*** SUPPLIED RECORDS ***
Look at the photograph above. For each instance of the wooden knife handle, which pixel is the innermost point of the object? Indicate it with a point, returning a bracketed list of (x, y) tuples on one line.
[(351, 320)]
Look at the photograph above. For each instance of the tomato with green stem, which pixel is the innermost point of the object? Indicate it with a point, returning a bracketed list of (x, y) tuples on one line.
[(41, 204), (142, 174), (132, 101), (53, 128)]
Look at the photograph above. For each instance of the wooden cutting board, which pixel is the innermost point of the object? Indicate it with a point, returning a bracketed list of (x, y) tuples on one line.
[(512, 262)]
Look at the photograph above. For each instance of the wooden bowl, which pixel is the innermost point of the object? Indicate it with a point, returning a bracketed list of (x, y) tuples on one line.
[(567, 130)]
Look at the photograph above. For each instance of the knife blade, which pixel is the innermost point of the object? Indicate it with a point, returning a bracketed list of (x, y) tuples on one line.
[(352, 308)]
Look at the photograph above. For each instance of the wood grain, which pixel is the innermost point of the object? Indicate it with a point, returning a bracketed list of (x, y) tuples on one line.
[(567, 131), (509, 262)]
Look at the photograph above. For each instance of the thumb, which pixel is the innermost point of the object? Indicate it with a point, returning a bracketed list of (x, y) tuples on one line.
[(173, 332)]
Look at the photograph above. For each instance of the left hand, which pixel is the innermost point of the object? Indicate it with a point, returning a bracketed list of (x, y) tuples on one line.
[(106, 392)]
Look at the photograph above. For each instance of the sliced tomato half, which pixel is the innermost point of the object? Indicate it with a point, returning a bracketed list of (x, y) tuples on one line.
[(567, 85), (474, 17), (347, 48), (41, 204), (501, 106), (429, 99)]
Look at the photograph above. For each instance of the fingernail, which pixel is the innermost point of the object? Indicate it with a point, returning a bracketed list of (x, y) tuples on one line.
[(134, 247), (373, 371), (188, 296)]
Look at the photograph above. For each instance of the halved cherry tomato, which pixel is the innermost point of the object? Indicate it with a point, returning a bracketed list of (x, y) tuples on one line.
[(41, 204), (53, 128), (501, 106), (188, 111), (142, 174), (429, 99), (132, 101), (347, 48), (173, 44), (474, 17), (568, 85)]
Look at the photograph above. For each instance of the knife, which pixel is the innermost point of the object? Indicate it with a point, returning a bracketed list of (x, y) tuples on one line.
*** End of SUPPLIED RECORDS ***
### PROBLEM TO SOLVE
Retype each record above so that every word stays exactly the same.

### OUTPUT OF THE TASK
Look at the photograph above. For each instance of the wooden knife handle, which pixel is the innermost point of the object? Indicate it with a point, returning a bracketed list of (x, y) tuples on one line.
[(351, 320)]
Look at the photograph above. For each instance of the tomato with green stem, which pixel is the innermost point of the object? Indicate it with a point, returning a bracketed list of (x, y) tuples on one line.
[(41, 204), (142, 174), (132, 101), (53, 128)]
Look at the photograph above. For each instance of the wooden cutting board, which pixel is the innermost point of the object? Indicate it with a point, returning a bracketed list of (x, y) tuples on one line.
[(512, 262)]
Look at the photograph above. For each instance of the wooden bowl, which pixel is the innermost point of the object? Indicate it with a point, returning a bracketed list of (x, y) tuples on one line.
[(567, 130)]
Look at the photograph above. For each instance of the knife blade, which pixel is the innermost point of the object? Indicate it with a point, returning a bracketed list of (x, y) tuples on one line.
[(352, 308)]
Look at the photograph above. For each instance of the wood grain, which pixel is the innermost point of the object? Indicate it with a point, returning a bracketed list of (x, y) tuples on one line.
[(567, 131), (509, 262)]
Look at the photograph above. For each instance of the thumb, which pixel is the innermost point of the object? Indicate it with a point, returning a bracketed list of (x, y) tuples on one line.
[(173, 332)]
Look at the photograph above. For each instance of the left hand, which pixel is the innermost point of the object? Indicate it with a point, returning a bracketed list of (x, y) tuples on one line.
[(106, 392)]
Look at the photograph above. For each instance of the sliced tomato half, which pixel is the innermost point of the object? Indicate it with a point, returning a bracketed list of (x, y) tuples on one line.
[(567, 85), (474, 17), (347, 48), (41, 204), (501, 106), (429, 99)]
Look at the photograph above. For each instance of the fingernail, which pixel is the innermost point of the object? Indicate it with a point, returning a bracketed list of (x, y) tuples on one line.
[(134, 247), (373, 371), (188, 296)]
Look at the photograph above. For each instance of the halved cherry tomato, which pixel is the innermost point of the object? Indicate it with a point, returning a bracketed list of (x, y) tuples on one line.
[(41, 204), (53, 128), (501, 106), (188, 111), (142, 174), (429, 99), (132, 101), (347, 48), (173, 44), (474, 17), (568, 85)]
Look at the photograph above. For each instance of the knife, which pixel is the innermost point of the object? Indicate it with a point, returning a bracketed list of (x, y) tuples on one line.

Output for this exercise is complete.